Records provided >>
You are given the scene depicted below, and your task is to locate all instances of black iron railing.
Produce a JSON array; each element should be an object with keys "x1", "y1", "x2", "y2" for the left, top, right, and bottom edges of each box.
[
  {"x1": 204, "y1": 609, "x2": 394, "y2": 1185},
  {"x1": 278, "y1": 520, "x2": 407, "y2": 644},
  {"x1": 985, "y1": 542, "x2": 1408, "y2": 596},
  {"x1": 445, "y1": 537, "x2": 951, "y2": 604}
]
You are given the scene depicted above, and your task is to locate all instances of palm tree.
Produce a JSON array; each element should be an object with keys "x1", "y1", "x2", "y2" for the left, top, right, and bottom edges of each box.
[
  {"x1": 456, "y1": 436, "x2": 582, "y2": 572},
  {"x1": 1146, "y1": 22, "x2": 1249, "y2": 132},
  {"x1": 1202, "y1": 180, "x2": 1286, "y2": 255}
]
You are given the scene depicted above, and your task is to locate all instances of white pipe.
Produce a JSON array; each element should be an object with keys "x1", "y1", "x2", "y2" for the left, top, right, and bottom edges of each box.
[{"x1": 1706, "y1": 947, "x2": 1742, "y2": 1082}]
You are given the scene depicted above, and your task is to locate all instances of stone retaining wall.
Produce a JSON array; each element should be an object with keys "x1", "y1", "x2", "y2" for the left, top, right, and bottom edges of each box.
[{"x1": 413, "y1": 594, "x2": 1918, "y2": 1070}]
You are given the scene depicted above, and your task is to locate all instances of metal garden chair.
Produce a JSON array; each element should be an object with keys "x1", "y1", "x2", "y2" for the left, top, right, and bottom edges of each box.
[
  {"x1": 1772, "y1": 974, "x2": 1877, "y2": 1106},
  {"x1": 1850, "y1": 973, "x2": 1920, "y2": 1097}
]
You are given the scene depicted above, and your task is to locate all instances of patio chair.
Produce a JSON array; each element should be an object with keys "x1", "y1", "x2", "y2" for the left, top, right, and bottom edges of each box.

Your assignment >>
Gather all lines with the string "chair" from the data.

Solution to the problem >>
You are given the scene depicted above, and your task is to locate all instances of metal garden chair.
You are given the scene depicted above, and your task is to locate all instances of patio chair.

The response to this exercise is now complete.